- SELECTED TEXT -
+ + + +

Draft Statement: “Matir Asurim: Jewish Care Network for Incarcerated People regularly encounters the physical, psychological, and spiritual devastation of solitary confinement. Our name, “Matir Asurim (literally: The One Who Frees Captives),” reflects Jewish values — including human dignity, healing, and teshuvah (repentance/restoration) — in opposition to solitary confinement. We applaud introduction of the End Solitary Confinement Act (HR 4972) in the US Congress, thank its co-sponsors, and encourage others to support this legislation and, more generally, an end to this form of torture wherever it is employed.

“For those in the US: Use this form to encourage your Representative to co-sponsor this bill or thank them for already doing so. If your congregation or other organization would like to endorse HR 4972, use this form.”

Suggested Addition to Draft: “We implore other Jewish institutions and organizations to get behind the work of ending solitary and advocating for prison justice more broadly.”

Decision (unanimous among those present): Someone will inform Social Good Fund that MA wants to sign onto this End Solitary Campaign. They will find out, at the same time, if MA needs prior permission from Social Good for any future action.

Once Social Good has been informed, an MA representative will sign the NRCAT endorsement form and submit our statement. Next steps, if this is approved, will be to share the action more widely.

Individual Financial Support Fund

MA is considering a separate fund to support MA insider members who are incarcerated or returning to outside life. This is just an idea now, still in the discussion stage.

Jewish Needs? Should funds be for “Jewish” needs, like kosher food or Jewish education? Or, maybe Jewish education and ritual support should be part of MA’s operational funds, while the separate fund would be for other needs.

One proposal was to figure a set sum available to MA members inside. Example: enough for kosher snacks, one ritual item, and three Jewish books.

Legal Funds: An inside member raised the specific need for legal aid funds. Outside members proposed looking into other, existing sources of funding for legal assistance. We also considered the possibility of crowd-funding organized by outside MA folks for an individual member’s legal (or other) needs.

Raising and Distributing Funds: More generally, there are many questions about how funds would be distributed. Should MA try to support one or a few individuals more thoroughly? Or would it be better to offer smaller sums to a larger group of individuals? Should MA raise money and then announce how much is available? Or should MA try to determine how much should be offered to each person and then fundraise for that total amount?

Accountability and Relationship: Would there be a requirement to explain a need and then prove how funds were spent? How would such a process be handled by our group of volunteers? Would it be more in the spirit of building relationships, as well as principles of Jewish giving, to offer without questions? Would money be available only to people who already had a relationship with MA for a period of time, six months or a year?

More Information Needed: Individuals working on this project are contacting other organizations who have some experience in this field. We are also looking for people with expertise in legal and financial areas involving incarcerated people. There are also bureaucratic issues around how to get money inside.

Next Steps: More discussion is planned before offering a specific proposal. Feedback welcome.

+ + + +

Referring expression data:
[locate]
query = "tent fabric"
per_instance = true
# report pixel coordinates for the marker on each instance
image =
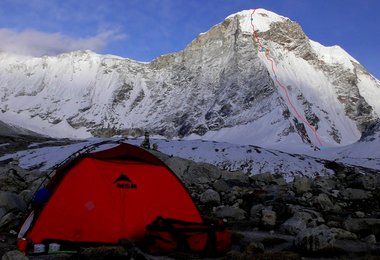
(111, 195)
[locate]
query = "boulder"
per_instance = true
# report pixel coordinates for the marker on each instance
(315, 239)
(324, 183)
(230, 212)
(255, 212)
(14, 255)
(265, 177)
(369, 181)
(10, 220)
(221, 186)
(323, 202)
(237, 176)
(177, 165)
(301, 184)
(297, 223)
(203, 173)
(12, 179)
(268, 217)
(210, 197)
(11, 201)
(343, 234)
(355, 194)
(362, 226)
(371, 239)
(3, 211)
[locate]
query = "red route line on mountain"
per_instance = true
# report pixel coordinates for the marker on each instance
(267, 52)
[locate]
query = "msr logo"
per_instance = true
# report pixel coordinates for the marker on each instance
(123, 182)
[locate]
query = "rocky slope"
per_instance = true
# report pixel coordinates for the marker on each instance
(220, 87)
(335, 216)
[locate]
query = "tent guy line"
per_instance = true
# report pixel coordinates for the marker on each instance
(267, 53)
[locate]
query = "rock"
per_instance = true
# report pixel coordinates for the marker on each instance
(14, 255)
(325, 183)
(343, 234)
(177, 165)
(371, 239)
(301, 184)
(315, 239)
(230, 212)
(359, 214)
(368, 181)
(268, 217)
(12, 179)
(10, 220)
(355, 194)
(280, 181)
(221, 186)
(265, 177)
(237, 176)
(201, 173)
(255, 212)
(296, 223)
(210, 197)
(11, 201)
(323, 202)
(362, 226)
(27, 195)
(253, 249)
(2, 212)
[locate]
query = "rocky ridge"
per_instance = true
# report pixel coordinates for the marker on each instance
(219, 87)
(332, 216)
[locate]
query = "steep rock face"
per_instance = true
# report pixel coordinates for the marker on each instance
(220, 87)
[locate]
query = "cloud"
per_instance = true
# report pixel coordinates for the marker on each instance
(36, 43)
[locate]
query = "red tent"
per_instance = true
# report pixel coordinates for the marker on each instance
(106, 196)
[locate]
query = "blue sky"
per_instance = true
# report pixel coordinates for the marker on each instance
(145, 29)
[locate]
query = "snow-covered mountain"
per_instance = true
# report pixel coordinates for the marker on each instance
(220, 87)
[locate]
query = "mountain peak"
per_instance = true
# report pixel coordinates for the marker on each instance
(262, 19)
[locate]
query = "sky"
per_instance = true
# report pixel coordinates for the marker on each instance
(145, 29)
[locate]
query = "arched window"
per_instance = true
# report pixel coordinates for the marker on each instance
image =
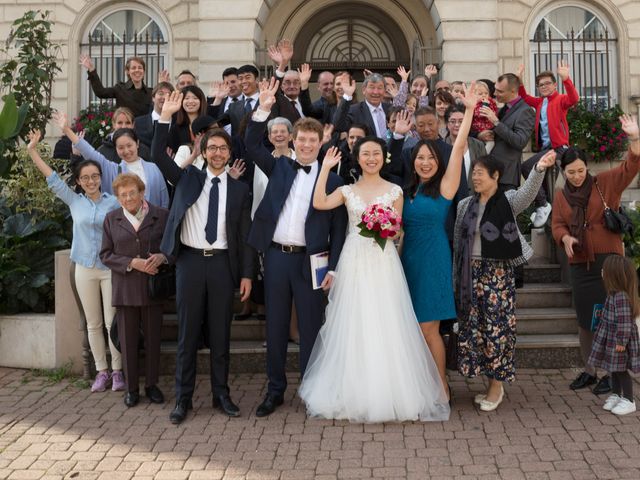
(118, 35)
(586, 40)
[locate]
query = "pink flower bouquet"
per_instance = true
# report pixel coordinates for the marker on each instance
(380, 223)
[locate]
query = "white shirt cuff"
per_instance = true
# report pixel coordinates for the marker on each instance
(260, 115)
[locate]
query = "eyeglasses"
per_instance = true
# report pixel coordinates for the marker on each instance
(128, 195)
(216, 148)
(85, 178)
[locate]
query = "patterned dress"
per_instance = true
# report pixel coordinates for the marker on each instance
(617, 327)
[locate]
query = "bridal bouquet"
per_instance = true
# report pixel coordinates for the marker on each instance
(380, 223)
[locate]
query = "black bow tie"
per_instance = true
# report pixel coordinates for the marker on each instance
(298, 166)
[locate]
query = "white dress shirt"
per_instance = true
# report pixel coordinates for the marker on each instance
(290, 227)
(195, 219)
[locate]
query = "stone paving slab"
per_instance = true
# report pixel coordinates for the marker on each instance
(542, 431)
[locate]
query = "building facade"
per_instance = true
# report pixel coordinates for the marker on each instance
(468, 39)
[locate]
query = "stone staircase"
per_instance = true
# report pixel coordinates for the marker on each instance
(547, 331)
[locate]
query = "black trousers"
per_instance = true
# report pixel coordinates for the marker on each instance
(283, 282)
(130, 320)
(204, 294)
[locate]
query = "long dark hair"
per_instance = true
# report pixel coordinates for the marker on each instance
(75, 173)
(182, 117)
(431, 187)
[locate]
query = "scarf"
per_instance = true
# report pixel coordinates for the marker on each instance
(500, 241)
(578, 199)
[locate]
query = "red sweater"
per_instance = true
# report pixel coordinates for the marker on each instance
(557, 109)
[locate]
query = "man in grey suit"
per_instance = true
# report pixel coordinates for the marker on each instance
(512, 130)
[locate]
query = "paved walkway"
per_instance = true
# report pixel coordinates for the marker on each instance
(542, 431)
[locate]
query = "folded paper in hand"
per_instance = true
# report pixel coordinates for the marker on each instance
(319, 268)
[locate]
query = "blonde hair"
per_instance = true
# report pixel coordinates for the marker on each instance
(619, 275)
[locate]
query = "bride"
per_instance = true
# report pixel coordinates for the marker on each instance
(370, 362)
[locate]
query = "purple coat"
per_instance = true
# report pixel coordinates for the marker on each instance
(617, 327)
(121, 243)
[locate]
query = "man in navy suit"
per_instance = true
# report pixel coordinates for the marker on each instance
(145, 124)
(372, 111)
(207, 231)
(288, 230)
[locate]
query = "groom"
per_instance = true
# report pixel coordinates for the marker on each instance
(287, 229)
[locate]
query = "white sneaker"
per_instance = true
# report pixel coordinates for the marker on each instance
(624, 407)
(611, 402)
(541, 216)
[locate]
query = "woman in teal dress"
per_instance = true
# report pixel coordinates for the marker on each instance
(426, 255)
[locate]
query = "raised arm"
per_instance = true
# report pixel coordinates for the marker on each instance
(451, 179)
(322, 201)
(34, 138)
(527, 192)
(254, 136)
(159, 156)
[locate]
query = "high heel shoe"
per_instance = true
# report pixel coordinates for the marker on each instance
(487, 406)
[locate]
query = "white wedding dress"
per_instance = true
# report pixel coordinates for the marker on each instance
(370, 362)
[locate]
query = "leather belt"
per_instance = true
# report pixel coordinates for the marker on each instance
(289, 248)
(205, 252)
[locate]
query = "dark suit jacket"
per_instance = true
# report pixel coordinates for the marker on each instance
(511, 136)
(144, 129)
(121, 243)
(188, 185)
(324, 229)
(348, 114)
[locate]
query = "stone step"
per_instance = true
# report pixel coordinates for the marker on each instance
(248, 356)
(540, 295)
(541, 321)
(542, 273)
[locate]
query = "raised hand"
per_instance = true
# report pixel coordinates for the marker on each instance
(286, 50)
(348, 85)
(404, 122)
(331, 158)
(430, 71)
(305, 75)
(629, 125)
(563, 70)
(404, 74)
(327, 131)
(164, 76)
(172, 104)
(274, 54)
(237, 169)
(392, 90)
(85, 61)
(268, 92)
(547, 160)
(34, 137)
(470, 99)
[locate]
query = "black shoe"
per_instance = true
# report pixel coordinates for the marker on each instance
(154, 394)
(131, 399)
(269, 404)
(226, 405)
(603, 386)
(583, 380)
(179, 413)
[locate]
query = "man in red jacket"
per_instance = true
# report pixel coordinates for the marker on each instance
(552, 130)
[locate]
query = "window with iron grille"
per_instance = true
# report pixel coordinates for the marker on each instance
(585, 39)
(116, 36)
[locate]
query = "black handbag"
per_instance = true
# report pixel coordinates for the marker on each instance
(162, 285)
(617, 222)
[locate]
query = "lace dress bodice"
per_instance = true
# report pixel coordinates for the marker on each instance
(356, 206)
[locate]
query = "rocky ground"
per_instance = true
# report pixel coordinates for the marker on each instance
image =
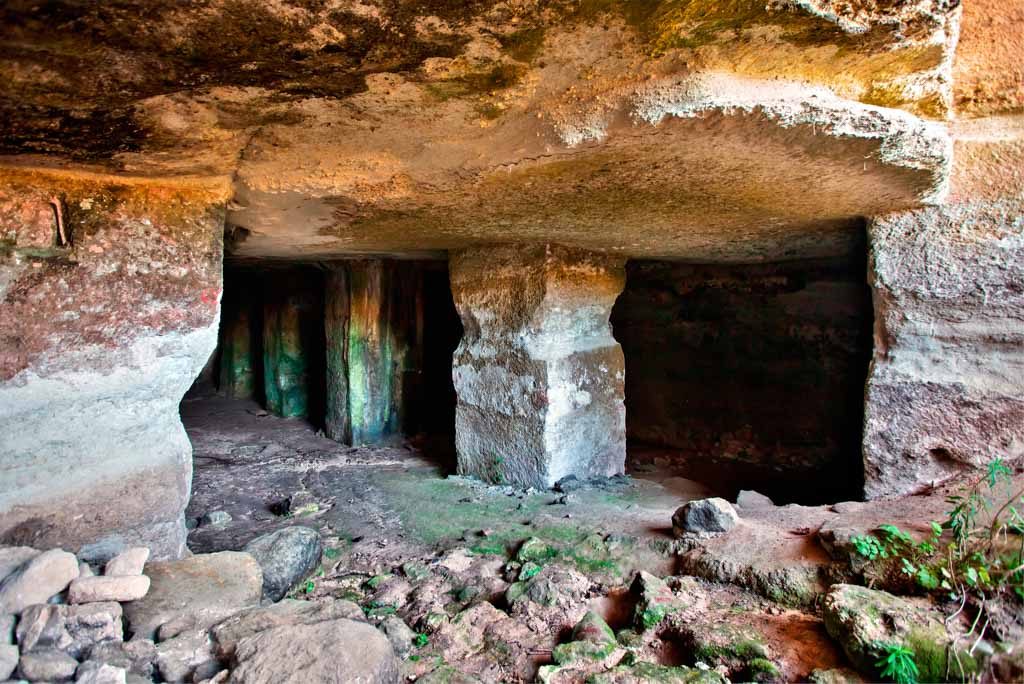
(318, 562)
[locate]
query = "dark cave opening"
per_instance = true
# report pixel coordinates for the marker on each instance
(360, 348)
(749, 377)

+ + + +

- QUESTIONS ON THE MATERIAL -
A. Answer these questions about the Matir Asurim meeting notes, one line each:
(i) Which bill in the US Congress does the draft statement applaud?
(ii) Which organization is to be told that MA wants to sign onto the End Solitary Campaign?
(iii) In the example of a set sum for MA members inside, what would the sum be enough to cover?
B. Carry on the Matir Asurim meeting notes, picking up after their final line.

- RESPONSES FOR EACH TASK -
A.
(i) The End Solitary Confinement Act (HR 4972).
(ii) Social Good Fund.
(iii) Kosher snacks, one ritual item, and three Jewish books.

B.
Working Group and Team News

Pen Pal Working Group

The group continues to train new penpals and help maintain matches. In addition, two outside groups are working on one-time high holiday writing: One in California, maybe during a Penpal community meeting. Another possibility is for MA to share information and tips for getting mail inside; maybe getting their penpals to join our list.

There was a suggestion last month to consider supplementary messages or spiritual resources for penpals in solitary confinement. One inside member recently shared an endorsement of this work, noting how hard it is to get through time in solitary and how important it is to know that you’re not forgotten.

Resources Team

Tisha B’av resources were sent in late July and are now on the Matir Asurim website for download and sharing.

The next mailing will be for the high holidays. Rosh Hashanah starts on the evening of Sep. 15. Submissions are due August 25. Submissions can be sent to: Matir Asurim, PO Box 18858. Philadelphia, PA 19119.

Rosh Hashanah starts Sep. 15 eve. Submissions for the High Holiday Resources are due August 25. (form for submissions)

Communications Team

August meeting focused on splitting up the work. Two new members will co-edit monthly e-news. Those already working on Divrei Matir Asurim, Facebook and Instagram will continue for now.

An inside member wrote in favor of the “partner page,” previously proposed, saying it would help build MA’s network and reach. Team is still working on process for choosing partners and, perhaps, a “resource” listings.

Finance, Membership and Wellness

Matir Asurim is eager for to build our capacity, join us in the new year to grow our community.

The MA Fundraising team is in the beginning stages of organizing a mutual aid fund to directly benefit our inside members.

The Membership & Wellness team is organizing local hubs, doing outreach to reach more incarcerated community, and building relationships to strengthen our organization.

Tablet Resources: Research Project — RESPONSES STILL NEEDED

Thanks to those who responded. Still seeking information about from inside members:

  • Which Jewish apps and other materials on the tablet are most useful?
  • Are Jewish resources are hard to find, in general
  • Are any apps recommended by teachers, friends, or family are unavailable?
  • Do Jewish materials on the tablet meet your needs? and
  • What is not available that you imagine would be supportive of your Jewish life?

Contact: matirasurimnetwork@gmail.com. Matir Asurim, PO Box 18858. Philadelphia, PA 19119.

——- Memorial, Healing and Special Concern, Celebration ——-

Yahrzeits: 8/28/20. Chadwick Boseman. Actor known for “Black Panther,” important historical roles.

8/29/2021. Ed Asner. Actor, union leader, supporter of people on death row.

9/5/2015. India Kager, Navy Veteran, mother. Killed by police in Virginia Beach, VA.

9/13/1996. Tupac Shakur. Poet, rapper, actor.

Recent Losses: July 21. James Barber, executed by state of Alabama.

August 1. Johnny A. Johnson, executed by state of Missouri.

August 3. Alphonso Cave, died on Florida death row.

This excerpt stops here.